Work to complete
Every line in the data below that has the word "blue" should be returned.

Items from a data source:
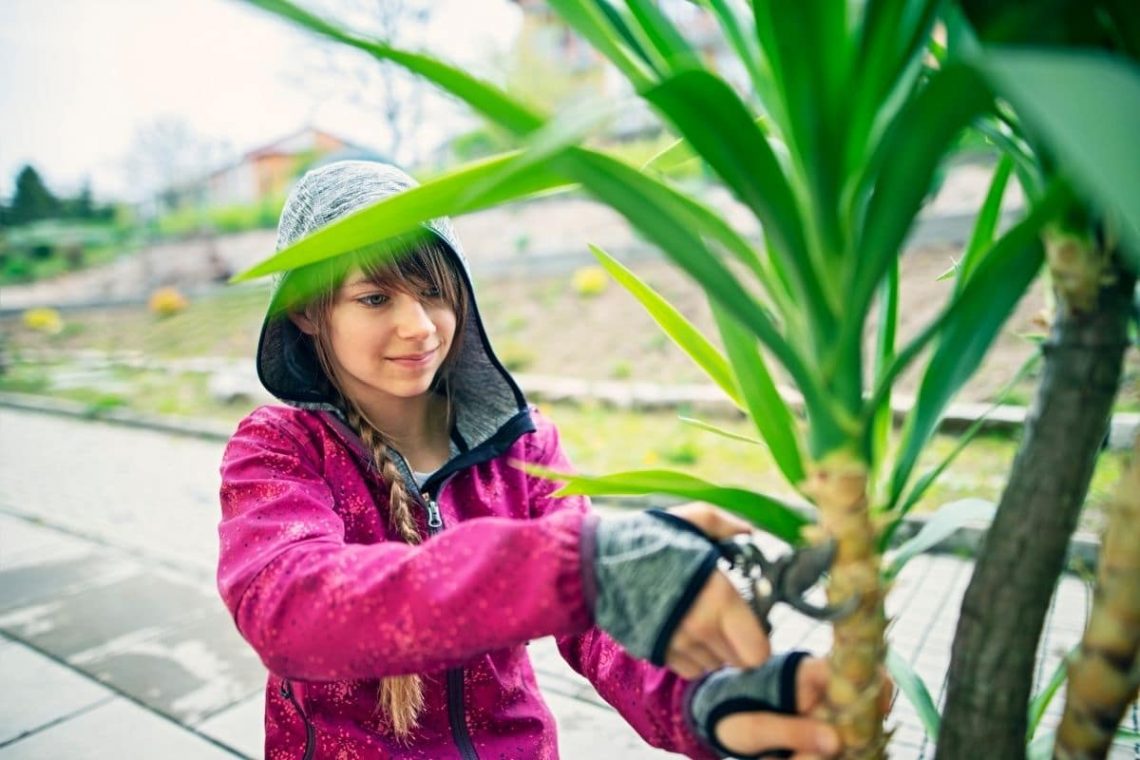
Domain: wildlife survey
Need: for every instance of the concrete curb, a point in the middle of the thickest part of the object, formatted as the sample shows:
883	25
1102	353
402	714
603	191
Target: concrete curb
966	541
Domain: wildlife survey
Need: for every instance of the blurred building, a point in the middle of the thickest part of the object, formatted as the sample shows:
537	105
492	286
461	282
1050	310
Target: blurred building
265	172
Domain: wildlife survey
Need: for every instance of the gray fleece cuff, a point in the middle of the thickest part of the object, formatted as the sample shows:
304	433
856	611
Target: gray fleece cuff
649	568
729	691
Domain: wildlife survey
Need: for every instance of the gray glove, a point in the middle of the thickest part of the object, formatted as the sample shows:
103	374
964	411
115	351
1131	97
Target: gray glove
648	570
729	691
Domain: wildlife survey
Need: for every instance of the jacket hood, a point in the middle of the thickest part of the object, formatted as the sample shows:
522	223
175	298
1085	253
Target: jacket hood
483	394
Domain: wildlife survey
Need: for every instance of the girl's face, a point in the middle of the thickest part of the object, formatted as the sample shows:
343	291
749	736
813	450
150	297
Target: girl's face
388	337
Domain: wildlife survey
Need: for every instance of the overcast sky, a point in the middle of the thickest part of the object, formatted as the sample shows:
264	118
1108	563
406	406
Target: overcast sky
79	78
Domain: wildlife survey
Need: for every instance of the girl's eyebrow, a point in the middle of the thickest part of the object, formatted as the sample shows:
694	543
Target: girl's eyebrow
361	280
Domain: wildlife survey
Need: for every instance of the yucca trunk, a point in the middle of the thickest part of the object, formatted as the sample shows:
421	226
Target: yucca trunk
839	489
993	658
1105	677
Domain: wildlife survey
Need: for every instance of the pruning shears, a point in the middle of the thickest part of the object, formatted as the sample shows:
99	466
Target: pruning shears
784	579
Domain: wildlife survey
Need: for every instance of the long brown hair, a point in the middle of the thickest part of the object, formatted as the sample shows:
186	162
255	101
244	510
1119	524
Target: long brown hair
421	261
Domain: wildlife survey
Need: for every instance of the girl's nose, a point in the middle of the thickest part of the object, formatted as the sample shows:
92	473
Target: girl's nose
412	318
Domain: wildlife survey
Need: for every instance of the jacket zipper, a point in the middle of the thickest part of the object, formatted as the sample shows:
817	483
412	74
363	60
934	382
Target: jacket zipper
310	733
455	710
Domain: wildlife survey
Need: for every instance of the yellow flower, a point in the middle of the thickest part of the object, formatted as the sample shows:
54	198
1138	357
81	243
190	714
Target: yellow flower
43	320
167	301
589	282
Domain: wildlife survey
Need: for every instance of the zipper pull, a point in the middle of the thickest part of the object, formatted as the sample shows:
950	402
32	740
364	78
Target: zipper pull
434	522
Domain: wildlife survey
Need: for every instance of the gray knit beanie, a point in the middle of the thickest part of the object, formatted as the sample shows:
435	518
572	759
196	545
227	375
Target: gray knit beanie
287	365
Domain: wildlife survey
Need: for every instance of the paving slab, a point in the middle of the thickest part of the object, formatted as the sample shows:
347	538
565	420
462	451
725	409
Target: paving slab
38	691
130	607
187	672
116	730
241	726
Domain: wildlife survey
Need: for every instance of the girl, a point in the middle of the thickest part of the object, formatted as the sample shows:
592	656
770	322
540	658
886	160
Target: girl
388	560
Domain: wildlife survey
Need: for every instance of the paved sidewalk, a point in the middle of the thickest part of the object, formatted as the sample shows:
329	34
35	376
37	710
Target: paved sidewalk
113	643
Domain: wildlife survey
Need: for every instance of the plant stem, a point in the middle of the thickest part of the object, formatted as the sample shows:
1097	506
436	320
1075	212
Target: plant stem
1104	678
838	487
991	670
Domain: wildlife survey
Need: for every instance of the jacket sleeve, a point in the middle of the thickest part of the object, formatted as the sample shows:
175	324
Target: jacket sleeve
651	699
316	607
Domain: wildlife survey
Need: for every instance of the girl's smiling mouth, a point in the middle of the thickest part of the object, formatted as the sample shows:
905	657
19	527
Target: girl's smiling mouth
413	360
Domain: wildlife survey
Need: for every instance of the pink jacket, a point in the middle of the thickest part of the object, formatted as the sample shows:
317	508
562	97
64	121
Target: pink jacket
332	602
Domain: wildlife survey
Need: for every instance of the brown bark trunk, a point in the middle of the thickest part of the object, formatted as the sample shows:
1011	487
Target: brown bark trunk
991	670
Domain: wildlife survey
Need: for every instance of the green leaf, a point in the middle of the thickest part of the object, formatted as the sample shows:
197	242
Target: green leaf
969	325
963	440
559	135
1085	106
766	407
942	524
589	21
905	163
740	153
675	325
656	211
398	214
747	51
618	21
1041	748
670	157
912	687
814	50
719	431
986	221
776	517
884	356
1041	701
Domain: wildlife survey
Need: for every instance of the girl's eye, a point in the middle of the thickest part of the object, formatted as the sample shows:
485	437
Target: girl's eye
373	300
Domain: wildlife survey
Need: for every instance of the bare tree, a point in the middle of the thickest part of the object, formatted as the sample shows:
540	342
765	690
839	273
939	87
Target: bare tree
374	86
168	157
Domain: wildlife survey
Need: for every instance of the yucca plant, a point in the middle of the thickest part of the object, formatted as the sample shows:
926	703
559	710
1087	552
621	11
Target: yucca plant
1105	675
1073	88
833	149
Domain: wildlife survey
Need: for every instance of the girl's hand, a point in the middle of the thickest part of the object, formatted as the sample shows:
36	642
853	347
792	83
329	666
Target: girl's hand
660	595
719	628
775	719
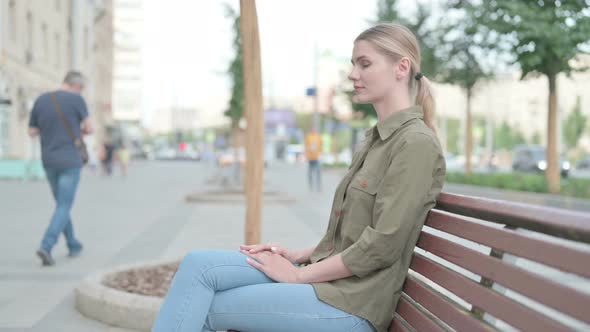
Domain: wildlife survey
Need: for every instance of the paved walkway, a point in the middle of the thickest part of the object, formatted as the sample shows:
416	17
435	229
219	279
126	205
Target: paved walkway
126	220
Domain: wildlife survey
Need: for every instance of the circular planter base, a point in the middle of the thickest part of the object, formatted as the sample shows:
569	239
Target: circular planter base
117	307
236	196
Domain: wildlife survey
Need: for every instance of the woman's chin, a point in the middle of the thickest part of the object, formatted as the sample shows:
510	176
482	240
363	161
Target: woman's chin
358	99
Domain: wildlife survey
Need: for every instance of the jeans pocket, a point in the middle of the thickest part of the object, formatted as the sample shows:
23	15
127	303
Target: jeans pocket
362	326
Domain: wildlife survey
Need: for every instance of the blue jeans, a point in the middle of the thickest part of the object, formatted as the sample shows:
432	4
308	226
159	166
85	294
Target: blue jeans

Finished task
Need: for every instance of the blue jeans, a point in the middle of the thickest part of the object, formatted as the sample shows:
Target: blue jeans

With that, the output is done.